-- start --

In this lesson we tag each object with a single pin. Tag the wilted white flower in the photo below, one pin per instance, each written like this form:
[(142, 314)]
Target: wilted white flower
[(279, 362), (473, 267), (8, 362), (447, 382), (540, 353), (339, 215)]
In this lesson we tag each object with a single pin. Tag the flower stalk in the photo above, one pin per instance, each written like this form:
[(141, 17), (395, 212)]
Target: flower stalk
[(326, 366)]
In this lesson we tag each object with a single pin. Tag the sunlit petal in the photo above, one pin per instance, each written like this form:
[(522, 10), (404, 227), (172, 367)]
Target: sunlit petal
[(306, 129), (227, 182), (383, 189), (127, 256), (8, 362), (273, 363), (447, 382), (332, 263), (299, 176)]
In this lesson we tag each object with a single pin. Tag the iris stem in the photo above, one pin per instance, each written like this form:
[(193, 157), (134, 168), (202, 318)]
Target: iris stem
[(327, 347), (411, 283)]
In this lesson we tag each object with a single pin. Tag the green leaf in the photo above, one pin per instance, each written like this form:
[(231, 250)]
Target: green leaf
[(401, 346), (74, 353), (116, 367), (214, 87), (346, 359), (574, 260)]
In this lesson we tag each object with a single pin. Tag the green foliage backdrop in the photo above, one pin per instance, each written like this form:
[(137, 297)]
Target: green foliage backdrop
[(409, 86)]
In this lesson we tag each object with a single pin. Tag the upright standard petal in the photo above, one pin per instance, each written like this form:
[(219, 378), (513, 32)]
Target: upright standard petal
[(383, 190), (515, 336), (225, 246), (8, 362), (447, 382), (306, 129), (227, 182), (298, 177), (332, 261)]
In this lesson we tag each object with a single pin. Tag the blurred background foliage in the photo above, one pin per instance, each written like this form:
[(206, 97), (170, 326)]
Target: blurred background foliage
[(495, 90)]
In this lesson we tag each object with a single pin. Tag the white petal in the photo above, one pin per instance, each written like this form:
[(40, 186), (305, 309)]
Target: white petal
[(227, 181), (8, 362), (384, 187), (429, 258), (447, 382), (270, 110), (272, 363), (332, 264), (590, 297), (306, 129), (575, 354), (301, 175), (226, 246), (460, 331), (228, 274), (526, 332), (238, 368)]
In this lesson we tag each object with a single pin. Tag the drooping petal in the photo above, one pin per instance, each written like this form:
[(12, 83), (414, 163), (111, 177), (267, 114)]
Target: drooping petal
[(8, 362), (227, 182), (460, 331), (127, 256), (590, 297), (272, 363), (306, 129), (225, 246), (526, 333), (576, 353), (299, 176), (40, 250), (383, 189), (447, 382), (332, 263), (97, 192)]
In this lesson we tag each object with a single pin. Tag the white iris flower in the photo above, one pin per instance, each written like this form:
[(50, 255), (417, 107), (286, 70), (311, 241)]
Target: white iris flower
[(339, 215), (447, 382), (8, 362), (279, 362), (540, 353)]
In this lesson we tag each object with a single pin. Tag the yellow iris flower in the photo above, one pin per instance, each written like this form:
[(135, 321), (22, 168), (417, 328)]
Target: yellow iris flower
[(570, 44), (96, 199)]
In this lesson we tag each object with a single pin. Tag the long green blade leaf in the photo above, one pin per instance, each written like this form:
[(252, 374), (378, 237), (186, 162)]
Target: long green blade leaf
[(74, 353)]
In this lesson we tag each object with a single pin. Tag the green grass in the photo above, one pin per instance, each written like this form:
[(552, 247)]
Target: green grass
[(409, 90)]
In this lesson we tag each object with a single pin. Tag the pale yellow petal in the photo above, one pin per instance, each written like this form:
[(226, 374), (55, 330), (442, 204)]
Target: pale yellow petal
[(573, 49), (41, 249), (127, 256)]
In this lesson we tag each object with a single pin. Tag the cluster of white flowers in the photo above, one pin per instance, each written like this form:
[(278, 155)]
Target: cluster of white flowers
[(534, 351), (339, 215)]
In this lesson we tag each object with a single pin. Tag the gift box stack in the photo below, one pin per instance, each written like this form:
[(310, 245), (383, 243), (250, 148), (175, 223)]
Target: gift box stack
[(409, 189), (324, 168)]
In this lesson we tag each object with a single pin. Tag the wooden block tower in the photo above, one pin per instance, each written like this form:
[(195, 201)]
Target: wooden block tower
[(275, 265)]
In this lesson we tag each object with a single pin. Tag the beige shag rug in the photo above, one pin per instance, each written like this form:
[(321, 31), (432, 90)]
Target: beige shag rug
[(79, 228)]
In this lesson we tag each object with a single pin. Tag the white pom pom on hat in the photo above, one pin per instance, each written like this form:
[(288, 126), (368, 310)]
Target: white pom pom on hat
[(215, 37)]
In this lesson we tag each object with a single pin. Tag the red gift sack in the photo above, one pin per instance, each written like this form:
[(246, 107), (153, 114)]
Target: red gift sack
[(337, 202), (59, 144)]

-- end --

Copy the entries from the line containing "Tag the upright" through the line containing "177), (332, 261)]", switching "standard" to "central" and leaving everything else unchanged.

Answer to the task =
In this lesson we tag each object with a single pin. Tag the upright central petal in the photo above, one pin per instance, each written like this form:
[(219, 378), (513, 32)]
Target: upright central petal
[(383, 190), (515, 336), (225, 246), (8, 362), (447, 382), (306, 129), (227, 182), (298, 177), (332, 261)]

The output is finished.